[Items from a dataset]
╭──

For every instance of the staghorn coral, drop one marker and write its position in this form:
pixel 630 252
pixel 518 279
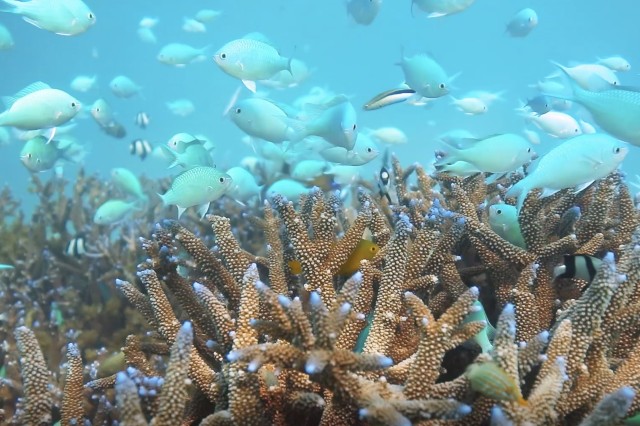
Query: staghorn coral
pixel 235 338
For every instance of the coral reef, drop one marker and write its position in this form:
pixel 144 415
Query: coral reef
pixel 233 336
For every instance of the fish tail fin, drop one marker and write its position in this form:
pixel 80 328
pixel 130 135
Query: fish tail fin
pixel 171 155
pixel 163 197
pixel 519 190
pixel 289 65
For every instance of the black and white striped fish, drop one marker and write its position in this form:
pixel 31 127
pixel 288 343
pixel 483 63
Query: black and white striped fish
pixel 140 148
pixel 580 266
pixel 75 247
pixel 142 120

╰──

### Aim
Please rewrite all of the data above with "drop one marker" replaced by "place one marker" and everything else unchanged. Leave the pictures out of your answer.

### Response to the task
For every instance of the staghorn coral, place one marker and write its position in this form:
pixel 630 252
pixel 518 279
Query: staghorn coral
pixel 235 338
For every instance of the coral reef, place one marker and write its position in this form:
pixel 144 415
Query: coral reef
pixel 233 336
For every instance of the fish tail fin, place one marker and write its position in this form:
pixel 80 328
pixel 130 135
Query: fish tail fin
pixel 171 155
pixel 163 197
pixel 519 190
pixel 289 65
For every instance of the black and white striped fish, place one marker and write its position in this form:
pixel 31 127
pixel 288 343
pixel 483 63
Query: black and white striped fish
pixel 140 148
pixel 580 266
pixel 75 247
pixel 142 120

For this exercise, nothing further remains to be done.